Entries for pointing and labeling:
/---
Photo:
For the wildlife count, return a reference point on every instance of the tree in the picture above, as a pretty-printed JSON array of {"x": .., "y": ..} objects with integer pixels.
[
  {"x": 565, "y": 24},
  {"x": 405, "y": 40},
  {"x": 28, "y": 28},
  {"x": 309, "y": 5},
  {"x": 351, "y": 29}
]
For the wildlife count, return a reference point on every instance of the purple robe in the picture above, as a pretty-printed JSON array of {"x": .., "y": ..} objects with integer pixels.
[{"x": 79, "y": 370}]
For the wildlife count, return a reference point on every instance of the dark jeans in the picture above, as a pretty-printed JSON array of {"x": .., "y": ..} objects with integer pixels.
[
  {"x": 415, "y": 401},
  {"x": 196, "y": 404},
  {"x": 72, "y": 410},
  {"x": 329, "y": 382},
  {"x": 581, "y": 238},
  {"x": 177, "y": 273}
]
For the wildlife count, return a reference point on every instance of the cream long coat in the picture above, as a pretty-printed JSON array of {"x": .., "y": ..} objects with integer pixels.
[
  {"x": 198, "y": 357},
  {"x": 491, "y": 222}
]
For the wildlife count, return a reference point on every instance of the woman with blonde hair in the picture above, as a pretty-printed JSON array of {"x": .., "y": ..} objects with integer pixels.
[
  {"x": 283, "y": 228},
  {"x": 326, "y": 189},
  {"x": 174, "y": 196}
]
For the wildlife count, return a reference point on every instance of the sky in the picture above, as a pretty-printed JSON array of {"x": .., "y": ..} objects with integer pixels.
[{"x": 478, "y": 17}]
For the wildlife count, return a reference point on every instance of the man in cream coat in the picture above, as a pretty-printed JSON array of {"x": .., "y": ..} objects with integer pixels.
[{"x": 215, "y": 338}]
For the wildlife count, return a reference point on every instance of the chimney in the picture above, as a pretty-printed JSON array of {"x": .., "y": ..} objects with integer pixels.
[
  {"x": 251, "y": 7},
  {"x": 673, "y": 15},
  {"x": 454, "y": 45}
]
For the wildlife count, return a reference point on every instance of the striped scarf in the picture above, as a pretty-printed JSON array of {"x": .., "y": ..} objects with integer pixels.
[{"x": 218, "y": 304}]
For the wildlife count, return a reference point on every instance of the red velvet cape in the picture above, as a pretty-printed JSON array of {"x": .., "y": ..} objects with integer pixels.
\---
Direction:
Copy out all of the items above word for word, without changing or leaving out anything.

Task output:
Photo:
For the wildlife count, return a reference point on every instance of the tree in the picture above, as a pretty-printed JSON array of {"x": .., "y": ..} objects with integer pixels.
[
  {"x": 565, "y": 24},
  {"x": 405, "y": 40},
  {"x": 28, "y": 28},
  {"x": 309, "y": 5},
  {"x": 351, "y": 29}
]
For the wildlife count, return a reference point on every instance of the purple robe in the picture above, as a pretty-printed JSON array of {"x": .., "y": ..} objects with integer pixels.
[{"x": 79, "y": 370}]
For the wildlife count, return a reference point on every instance of the dark jeans in the picture above, as a pretty-printed JSON array of {"x": .., "y": ..} objects with integer pixels.
[
  {"x": 415, "y": 401},
  {"x": 196, "y": 404},
  {"x": 72, "y": 410},
  {"x": 329, "y": 382},
  {"x": 581, "y": 238},
  {"x": 177, "y": 273}
]
For the wildlife count, return a reference point on every instance of the cream long coat in the picture above, as a pretty-printed JSON array of {"x": .., "y": ..} objects with integer pixels.
[
  {"x": 198, "y": 357},
  {"x": 491, "y": 222}
]
For the wildlife count, return a reference point on every instance of the woman with blonde hair in the picture above, as a pretty-printed JSON array of {"x": .., "y": ..} objects with integer pixels.
[
  {"x": 283, "y": 228},
  {"x": 326, "y": 189},
  {"x": 174, "y": 196}
]
For the wildlife count, return a reference point on every instance of the sky in the picture above, as a pretty-printed JSON array of {"x": .., "y": ..} objects with integer pixels.
[{"x": 478, "y": 17}]
For the wildlife count, return a reference point on every instance of the man in cream coat in the picture above, as a pretty-printed JSON array of {"x": .., "y": ..} objects with integer pixels.
[{"x": 215, "y": 338}]
For the wildlife count, return a reference point on every instance of the chimney in the picture above, as a pretty-printed JSON array of {"x": .., "y": ..} objects with integer pixels.
[
  {"x": 251, "y": 7},
  {"x": 673, "y": 15},
  {"x": 454, "y": 45}
]
For the wildlife count, return a reference point on every instance of the striped scarf in the picture above, as a pretty-printed JSON array of {"x": .., "y": ..} objects with integer pixels.
[{"x": 218, "y": 304}]
For the wildlife count, return a reference point on every instance of the red velvet cape in the picture above, as a pretty-printed JSON array of {"x": .., "y": ..} objects with integer pixels.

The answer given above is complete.